§ **TASK INSTRUCTIONS**:
From the material below, pick out every line that contains the word "pedestrian" and copy those lines. Case counts, so uppercase and lowercase letters must match.

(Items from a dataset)
────────────────

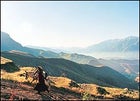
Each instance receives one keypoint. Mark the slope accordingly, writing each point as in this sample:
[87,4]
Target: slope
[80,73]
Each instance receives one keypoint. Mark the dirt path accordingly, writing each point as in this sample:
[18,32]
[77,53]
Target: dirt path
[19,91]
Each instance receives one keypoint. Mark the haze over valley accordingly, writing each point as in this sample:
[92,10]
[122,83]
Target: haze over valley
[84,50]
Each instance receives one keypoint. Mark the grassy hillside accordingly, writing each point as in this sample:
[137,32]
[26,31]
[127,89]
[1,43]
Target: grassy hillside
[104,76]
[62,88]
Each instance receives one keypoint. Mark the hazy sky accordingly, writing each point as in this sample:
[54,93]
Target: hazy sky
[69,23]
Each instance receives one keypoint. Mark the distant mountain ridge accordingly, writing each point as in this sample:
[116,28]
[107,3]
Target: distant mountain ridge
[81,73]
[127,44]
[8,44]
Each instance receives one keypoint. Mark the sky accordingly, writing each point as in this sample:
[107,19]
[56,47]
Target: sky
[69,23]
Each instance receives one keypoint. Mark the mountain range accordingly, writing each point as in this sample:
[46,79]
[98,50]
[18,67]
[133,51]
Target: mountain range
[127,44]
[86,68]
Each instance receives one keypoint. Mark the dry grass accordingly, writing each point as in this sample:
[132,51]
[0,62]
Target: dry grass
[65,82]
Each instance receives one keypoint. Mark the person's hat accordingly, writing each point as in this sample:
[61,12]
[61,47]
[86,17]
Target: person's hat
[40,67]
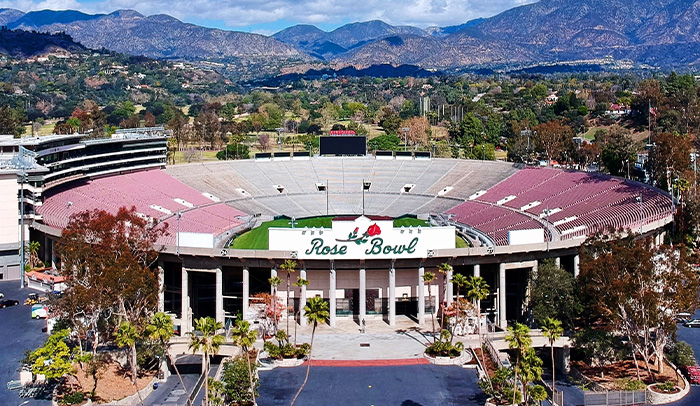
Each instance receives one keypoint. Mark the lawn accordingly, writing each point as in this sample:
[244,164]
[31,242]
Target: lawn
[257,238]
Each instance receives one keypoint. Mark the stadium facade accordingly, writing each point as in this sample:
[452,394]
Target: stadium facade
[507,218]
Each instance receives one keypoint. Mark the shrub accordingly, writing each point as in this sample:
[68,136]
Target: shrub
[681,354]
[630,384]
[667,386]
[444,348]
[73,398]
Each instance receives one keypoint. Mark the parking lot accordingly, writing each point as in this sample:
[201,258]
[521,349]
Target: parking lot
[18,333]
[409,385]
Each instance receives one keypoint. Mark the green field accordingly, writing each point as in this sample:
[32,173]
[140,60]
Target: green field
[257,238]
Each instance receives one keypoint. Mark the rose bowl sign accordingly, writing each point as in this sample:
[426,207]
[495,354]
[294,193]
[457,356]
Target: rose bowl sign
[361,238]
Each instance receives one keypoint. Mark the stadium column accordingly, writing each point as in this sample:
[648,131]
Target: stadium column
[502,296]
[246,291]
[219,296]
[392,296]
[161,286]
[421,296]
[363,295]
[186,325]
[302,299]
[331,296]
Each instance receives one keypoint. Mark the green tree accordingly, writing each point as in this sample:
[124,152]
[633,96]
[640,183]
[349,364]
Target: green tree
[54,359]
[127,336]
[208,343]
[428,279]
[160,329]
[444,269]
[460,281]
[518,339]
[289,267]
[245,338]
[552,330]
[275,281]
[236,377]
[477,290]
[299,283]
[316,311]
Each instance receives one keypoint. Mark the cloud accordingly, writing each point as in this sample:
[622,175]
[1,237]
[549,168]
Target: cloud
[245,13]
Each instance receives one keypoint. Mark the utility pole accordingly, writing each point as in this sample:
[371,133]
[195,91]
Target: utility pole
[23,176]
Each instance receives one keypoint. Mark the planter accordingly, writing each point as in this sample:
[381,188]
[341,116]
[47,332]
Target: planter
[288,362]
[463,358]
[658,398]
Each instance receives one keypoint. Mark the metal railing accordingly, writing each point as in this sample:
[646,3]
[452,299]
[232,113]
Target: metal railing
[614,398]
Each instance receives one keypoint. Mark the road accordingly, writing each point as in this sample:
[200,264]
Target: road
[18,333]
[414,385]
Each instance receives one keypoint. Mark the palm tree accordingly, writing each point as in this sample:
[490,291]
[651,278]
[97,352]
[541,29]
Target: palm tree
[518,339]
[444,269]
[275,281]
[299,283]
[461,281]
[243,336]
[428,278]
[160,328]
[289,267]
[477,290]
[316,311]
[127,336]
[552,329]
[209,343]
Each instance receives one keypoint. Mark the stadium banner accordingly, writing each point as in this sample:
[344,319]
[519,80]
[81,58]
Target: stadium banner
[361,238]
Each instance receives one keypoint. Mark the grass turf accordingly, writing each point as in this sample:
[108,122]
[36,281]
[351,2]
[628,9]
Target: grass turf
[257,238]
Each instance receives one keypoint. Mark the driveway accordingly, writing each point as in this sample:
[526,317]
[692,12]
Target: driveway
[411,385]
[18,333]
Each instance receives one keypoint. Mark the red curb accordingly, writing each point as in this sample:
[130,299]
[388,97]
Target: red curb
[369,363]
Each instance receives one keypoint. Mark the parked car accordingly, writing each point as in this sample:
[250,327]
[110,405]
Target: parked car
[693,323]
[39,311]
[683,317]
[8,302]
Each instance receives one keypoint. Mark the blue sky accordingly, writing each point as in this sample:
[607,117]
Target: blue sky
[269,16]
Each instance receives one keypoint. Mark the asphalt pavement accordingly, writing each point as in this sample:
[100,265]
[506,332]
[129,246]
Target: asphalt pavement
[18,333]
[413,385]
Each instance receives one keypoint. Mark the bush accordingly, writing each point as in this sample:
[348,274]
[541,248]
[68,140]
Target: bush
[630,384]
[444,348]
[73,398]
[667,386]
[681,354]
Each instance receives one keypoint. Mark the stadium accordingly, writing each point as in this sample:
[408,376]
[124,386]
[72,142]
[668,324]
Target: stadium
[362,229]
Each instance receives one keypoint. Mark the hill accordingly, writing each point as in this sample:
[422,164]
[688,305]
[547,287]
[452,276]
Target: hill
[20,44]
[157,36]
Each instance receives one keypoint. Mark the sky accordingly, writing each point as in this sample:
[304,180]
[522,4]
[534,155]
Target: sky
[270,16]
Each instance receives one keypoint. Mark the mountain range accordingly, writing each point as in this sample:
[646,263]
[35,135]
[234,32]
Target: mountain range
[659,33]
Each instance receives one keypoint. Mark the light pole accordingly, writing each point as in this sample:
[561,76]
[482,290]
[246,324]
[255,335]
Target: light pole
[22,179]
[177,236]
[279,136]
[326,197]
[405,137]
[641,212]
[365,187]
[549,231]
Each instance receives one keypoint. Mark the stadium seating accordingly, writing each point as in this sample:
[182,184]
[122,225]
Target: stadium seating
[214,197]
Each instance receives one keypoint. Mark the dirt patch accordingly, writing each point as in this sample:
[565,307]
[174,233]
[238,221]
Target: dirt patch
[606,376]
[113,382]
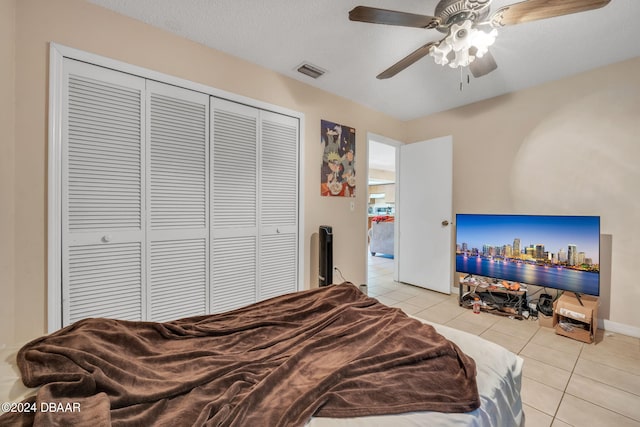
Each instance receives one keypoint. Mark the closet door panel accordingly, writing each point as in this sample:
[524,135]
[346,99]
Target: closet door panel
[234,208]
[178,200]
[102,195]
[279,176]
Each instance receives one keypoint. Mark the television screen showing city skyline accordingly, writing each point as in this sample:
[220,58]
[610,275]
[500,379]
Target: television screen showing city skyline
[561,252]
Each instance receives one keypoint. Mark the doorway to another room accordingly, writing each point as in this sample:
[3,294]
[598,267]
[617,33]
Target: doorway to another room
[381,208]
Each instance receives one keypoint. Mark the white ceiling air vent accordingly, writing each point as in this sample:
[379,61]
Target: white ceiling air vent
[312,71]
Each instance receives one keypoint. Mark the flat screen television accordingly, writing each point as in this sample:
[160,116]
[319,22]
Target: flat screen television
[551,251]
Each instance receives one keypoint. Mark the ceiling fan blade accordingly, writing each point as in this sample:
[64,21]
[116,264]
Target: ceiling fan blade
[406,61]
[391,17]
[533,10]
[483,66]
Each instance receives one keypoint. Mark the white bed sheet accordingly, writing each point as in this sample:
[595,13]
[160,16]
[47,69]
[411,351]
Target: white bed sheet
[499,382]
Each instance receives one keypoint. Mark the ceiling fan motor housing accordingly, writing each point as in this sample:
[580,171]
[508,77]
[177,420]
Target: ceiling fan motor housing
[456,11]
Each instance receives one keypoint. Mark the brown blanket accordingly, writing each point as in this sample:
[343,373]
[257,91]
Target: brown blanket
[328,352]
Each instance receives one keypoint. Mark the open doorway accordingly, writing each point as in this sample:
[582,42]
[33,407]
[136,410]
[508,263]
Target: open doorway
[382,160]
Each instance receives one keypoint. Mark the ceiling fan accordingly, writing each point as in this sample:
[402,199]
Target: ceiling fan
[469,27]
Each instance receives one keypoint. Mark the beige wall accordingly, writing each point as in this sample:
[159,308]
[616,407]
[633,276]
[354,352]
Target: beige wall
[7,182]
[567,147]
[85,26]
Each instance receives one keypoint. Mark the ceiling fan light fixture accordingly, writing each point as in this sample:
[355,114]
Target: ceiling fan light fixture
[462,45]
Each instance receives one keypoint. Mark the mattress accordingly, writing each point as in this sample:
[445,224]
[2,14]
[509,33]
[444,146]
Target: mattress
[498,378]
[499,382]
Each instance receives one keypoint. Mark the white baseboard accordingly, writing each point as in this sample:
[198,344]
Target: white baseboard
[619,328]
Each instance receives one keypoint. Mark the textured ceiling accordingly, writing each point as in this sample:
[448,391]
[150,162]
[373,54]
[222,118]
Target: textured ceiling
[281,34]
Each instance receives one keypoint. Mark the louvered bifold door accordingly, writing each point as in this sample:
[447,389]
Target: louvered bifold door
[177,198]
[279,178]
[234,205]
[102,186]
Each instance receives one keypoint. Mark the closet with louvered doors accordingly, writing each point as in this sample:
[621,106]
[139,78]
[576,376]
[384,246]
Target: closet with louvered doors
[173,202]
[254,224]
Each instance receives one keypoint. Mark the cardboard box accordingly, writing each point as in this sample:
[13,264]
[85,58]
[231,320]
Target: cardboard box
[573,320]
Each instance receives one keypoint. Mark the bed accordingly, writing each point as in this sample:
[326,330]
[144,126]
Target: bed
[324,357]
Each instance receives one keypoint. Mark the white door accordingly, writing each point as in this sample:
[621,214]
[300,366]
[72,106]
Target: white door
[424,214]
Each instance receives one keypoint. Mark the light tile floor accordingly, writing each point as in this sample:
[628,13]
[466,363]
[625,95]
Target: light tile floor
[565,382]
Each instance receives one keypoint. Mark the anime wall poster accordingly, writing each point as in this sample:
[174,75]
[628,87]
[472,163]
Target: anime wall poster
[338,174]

────────────────

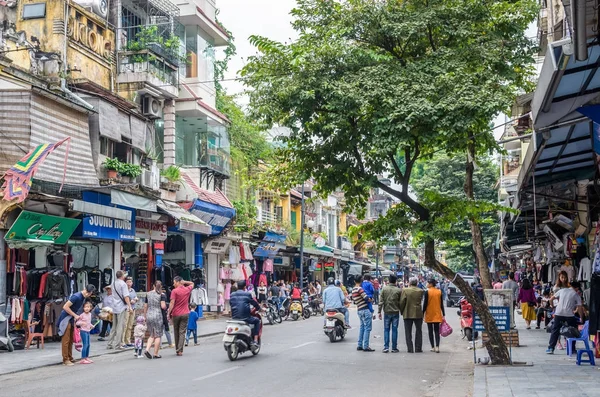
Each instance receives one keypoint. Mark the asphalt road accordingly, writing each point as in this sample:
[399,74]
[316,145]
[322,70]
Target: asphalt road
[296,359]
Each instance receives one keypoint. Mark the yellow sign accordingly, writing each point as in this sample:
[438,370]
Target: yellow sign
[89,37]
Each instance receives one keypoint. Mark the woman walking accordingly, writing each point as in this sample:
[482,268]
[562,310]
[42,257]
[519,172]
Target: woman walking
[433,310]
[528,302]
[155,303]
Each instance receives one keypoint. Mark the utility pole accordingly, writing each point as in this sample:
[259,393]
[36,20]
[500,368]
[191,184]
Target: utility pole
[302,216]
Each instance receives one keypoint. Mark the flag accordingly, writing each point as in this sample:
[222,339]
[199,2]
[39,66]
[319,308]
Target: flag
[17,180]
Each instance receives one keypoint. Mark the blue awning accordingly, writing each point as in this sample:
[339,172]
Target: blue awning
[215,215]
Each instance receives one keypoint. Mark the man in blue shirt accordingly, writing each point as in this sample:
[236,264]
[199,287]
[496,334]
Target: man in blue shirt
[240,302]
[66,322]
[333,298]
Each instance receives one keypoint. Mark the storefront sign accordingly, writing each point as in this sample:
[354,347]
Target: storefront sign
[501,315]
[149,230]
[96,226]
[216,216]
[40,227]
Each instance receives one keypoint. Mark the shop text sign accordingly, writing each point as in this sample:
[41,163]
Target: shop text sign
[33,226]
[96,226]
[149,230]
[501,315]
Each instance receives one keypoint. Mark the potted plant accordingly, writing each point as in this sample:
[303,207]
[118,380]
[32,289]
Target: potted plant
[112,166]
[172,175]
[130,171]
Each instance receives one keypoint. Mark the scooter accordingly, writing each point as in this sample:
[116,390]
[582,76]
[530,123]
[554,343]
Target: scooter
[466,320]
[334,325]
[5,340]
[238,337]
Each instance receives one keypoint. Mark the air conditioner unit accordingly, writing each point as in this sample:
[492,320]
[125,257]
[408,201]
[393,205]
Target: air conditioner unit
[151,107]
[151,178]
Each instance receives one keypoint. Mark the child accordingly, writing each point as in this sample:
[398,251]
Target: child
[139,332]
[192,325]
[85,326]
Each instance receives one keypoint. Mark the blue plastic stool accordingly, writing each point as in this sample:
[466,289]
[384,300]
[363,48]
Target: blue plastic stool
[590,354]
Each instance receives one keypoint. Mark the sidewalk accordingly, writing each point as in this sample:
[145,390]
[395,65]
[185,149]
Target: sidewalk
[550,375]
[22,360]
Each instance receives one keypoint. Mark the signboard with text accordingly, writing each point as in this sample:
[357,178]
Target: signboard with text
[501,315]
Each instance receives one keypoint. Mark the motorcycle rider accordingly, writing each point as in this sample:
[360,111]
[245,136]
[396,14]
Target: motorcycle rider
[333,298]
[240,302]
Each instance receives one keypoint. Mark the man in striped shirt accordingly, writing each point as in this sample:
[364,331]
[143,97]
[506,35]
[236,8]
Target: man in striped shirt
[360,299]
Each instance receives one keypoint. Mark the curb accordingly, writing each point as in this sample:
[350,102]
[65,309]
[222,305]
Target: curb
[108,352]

────────────────

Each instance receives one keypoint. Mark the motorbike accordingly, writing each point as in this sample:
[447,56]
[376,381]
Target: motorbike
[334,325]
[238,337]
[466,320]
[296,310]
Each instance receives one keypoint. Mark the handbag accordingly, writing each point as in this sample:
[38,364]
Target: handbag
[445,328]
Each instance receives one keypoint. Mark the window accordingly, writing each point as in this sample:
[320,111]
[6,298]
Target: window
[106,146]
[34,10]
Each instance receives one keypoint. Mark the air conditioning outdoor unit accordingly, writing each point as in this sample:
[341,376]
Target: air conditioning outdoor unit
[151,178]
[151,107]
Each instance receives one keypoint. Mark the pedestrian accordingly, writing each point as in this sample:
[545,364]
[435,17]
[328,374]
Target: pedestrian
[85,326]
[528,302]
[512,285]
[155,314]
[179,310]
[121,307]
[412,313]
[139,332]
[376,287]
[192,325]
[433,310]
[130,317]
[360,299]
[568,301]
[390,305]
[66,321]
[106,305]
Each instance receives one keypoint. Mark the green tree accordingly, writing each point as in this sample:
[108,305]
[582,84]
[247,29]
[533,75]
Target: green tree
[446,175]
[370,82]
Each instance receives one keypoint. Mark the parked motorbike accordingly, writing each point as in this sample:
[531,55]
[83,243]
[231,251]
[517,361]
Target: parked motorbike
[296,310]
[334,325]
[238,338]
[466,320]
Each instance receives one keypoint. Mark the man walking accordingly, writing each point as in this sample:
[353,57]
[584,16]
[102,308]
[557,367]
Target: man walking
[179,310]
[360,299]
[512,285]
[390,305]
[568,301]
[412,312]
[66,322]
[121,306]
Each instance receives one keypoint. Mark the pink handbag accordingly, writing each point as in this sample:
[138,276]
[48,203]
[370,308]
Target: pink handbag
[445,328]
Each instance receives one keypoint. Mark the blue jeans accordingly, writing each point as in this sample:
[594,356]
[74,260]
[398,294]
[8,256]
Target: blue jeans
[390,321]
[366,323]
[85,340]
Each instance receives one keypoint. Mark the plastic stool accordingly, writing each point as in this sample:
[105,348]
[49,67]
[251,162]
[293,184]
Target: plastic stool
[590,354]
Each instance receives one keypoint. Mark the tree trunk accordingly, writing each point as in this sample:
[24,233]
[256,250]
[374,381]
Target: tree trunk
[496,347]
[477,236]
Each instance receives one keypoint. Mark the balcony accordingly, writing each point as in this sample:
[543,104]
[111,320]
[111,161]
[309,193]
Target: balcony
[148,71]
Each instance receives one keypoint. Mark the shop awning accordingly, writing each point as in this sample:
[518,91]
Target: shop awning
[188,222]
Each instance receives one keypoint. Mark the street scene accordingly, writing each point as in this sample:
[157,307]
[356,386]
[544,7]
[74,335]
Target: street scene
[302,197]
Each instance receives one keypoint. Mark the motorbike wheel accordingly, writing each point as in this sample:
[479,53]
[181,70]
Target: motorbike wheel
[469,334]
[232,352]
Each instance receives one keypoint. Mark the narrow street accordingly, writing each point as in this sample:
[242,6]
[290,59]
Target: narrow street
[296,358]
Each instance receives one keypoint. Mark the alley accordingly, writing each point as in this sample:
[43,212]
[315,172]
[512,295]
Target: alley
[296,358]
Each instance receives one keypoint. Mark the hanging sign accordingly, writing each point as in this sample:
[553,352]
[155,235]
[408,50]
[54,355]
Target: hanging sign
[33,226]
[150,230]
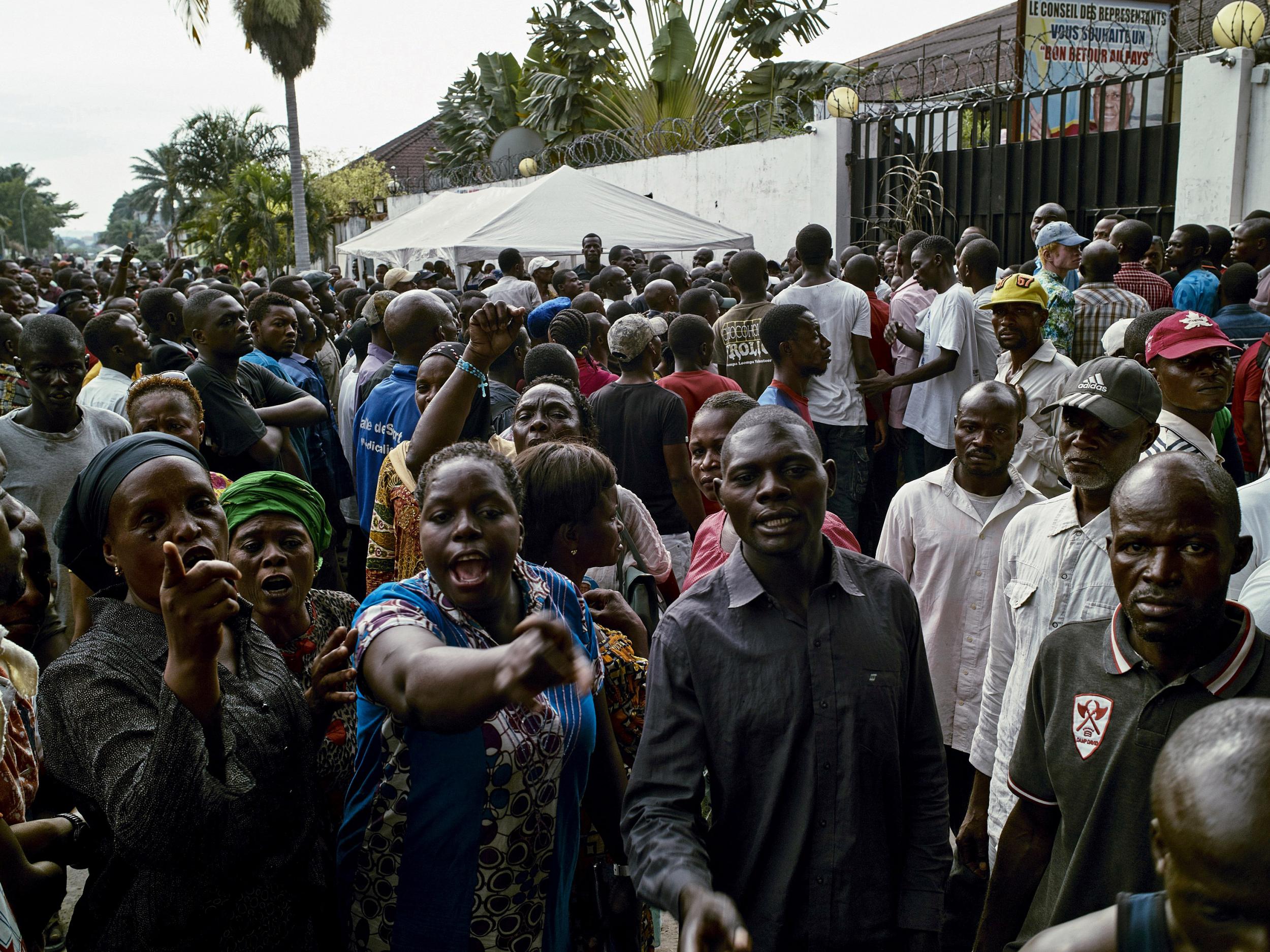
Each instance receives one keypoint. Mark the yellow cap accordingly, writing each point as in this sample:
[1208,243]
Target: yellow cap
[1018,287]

────────────────

§ **ANSWER TO THE PROBLEM**:
Each instance receives one keypoint. Mark the pedestrian accordingly, writing each point as in this sample:
Target: pedestrian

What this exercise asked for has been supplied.